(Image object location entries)
****

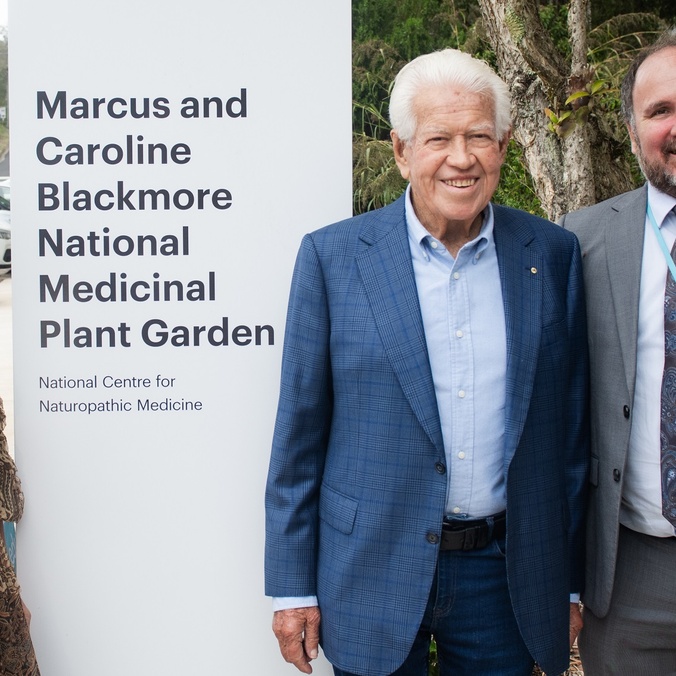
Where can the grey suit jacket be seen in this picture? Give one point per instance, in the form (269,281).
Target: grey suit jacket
(611,237)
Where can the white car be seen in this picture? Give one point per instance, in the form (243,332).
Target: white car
(5,230)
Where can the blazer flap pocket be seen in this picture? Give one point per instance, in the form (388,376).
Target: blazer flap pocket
(337,510)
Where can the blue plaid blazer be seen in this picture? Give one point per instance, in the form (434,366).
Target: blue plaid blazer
(353,493)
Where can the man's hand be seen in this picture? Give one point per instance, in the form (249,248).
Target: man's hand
(297,631)
(575,622)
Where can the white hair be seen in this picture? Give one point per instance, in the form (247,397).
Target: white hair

****

- [Directions] Rewrite all of the data above, changing every "Target" to "Object" and leaving everything else as it is. Omit the pictures from your answer.

- [Result of this task]
Where can the grey suit jacket be seen in this picture? Give one point per instance, in the form (269,281).
Object: grey suit jacket
(611,237)
Where can the white car be seen in this picture? Give one point per instance, in the form (243,332).
Object: white car
(5,230)
Where can the blazer flap pocket be seen in this picture? Give one point per instance, in the form (388,376).
Object: blazer flap pocket
(337,510)
Where can the blue plaid blazer be seen in this picture? Give one point per instance, in the form (434,366).
Object: blue plaid blazer
(353,493)
Where can the man's hand be seen in this picture? Give one point per instance, in the form (249,248).
Object: man's hand
(297,631)
(575,622)
Where can the white hair be seen in this picture? Give one point per instance, in the form (247,397).
Object: white hair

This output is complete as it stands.